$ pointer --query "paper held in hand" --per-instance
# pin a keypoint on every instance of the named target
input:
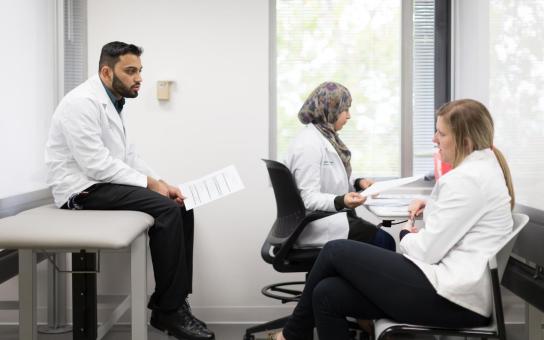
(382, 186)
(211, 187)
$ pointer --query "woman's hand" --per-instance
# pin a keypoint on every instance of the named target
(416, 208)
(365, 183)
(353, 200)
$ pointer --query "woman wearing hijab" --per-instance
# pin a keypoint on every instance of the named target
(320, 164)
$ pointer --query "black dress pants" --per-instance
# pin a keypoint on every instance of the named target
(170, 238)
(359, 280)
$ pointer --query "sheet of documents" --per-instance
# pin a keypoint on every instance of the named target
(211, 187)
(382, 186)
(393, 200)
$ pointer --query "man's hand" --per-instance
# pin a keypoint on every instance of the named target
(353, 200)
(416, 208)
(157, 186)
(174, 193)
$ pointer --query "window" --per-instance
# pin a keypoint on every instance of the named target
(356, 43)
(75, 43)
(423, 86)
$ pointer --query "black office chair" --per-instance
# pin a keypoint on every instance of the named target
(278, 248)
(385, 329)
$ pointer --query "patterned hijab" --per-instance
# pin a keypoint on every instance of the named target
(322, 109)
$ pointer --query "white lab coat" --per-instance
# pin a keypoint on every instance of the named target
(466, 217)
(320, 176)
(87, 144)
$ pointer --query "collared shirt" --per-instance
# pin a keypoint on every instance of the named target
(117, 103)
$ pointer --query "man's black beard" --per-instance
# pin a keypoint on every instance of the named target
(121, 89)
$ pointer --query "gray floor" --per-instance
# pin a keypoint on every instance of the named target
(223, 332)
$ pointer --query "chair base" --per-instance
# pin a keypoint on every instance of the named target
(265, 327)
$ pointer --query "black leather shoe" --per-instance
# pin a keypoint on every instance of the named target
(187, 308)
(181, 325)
□ □ □
◆ What the exercise asks ◆
Display each line of the records that contains the string "chair". Case counts.

◆ Answer to this problem ◆
$ pointer --query "black office chair" --per-instance
$ pointer --query "chair base" --per-instance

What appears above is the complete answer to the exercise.